*** Excerpted text Section Begins ***
On the other hand, in neurodegenerative diseases, the impaired function of the autophagy system itself appears to be direct consequence of blockage caused by the accumulation of misfolded proteins. This impairment is exarcebated by an increase in ROS, despite autophagy’s critical role in removing these proteins aggregates (Bandyopadhyay and Cuervo, 2007; Janda et al., 2012). Furthermore, the amount of Ca2+ released from the endoplasmic reticulum plays an important role in regulating apoptosis, as it signals the mitochondria, modulating autophagy suggesting a complex interplay between these pathways and necrosis, especially excitotoxicity-induced necrosis (Høyer-Hansen et al., 2007; Cárdenas et al., 2010).
However, studies also show that while autophagy may contribute to death signaling in neurons, it simultaneously acts as a mechanism to continuously monitoring the cell’s survival state. Research has described a reciprocal regulation between Atg7 and caspase 9, resulting in an autophagy-dependent apoptosis flux (Han et al., 2014; Ojha et al., 2016). Moreover, the preservation of cell integrity via autophagy is essential for preventing neurodegeneration in dopaminergic neurons through apoptosis, involving a regulatory mechanism linked to the AKT/mTOR pathway (Zhu et al., 2024).
It is known that autophagy is defective in dopaminergic neurons in the SN, as observed in post-mortem brains of patients and certain models of PD like 6-OHDA and rotenone-induced models, which show suppression of mTOR, a key enhancer of autophagy (Grassi et al., 2018). In α-synuclein-induced PD mouse model, Zhang and collaborators showed that the administration of caffeic acid prevents the neurodegeneration of dopaminergic neurons in SN and improves behavioral abnormalities by stimulating autophagy through the JNK/BcL2 pathway (Zhang et al., 2019). Moreover, miRNAs have an important role in regulating autophagy-related genes and signaling pathways. When downregulated, these miRNAs are responsible for neuroprotection by either activating protective autophagy or reducing autophagic neuronal cell death (Choi et al., 2016; Sarkar et al., 2022).
*** Excerpted text Section Ends ***
◆ How to complete this task: Write out the stretch of the autophagy passage from "It is known" through "et al., 2022).", word for word.
*** Extracted data Section Begins ***
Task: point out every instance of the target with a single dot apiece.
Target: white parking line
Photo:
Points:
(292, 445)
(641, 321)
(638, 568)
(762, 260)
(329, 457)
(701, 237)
*** Extracted data Section Ends ***
◆ Reply:
It is known that autophagy is defective in dopaminergic neurons in the SN, as observed in post-mortem brains of patients and certain models of PD like 6-OHDA and rotenone-induced models, which show suppression of mTOR, a key enhancer of autophagy (Grassi et al., 2018). In α-synuclein-induced PD mouse model, Zhang and collaborators showed that the administration of caffeic acid prevents the neurodegeneration of dopaminergic neurons in SN and improves behavioral abnormalities by stimulating autophagy through the JNK/BcL2 pathway (Zhang et al., 2019). Moreover, miRNAs have an important role in regulating autophagy-related genes and signaling pathways. When downregulated, these miRNAs are responsible for neuroprotection by either activating protective autophagy or reducing autophagic neuronal cell death (Choi et al., 2016; Sarkar et al., 2022).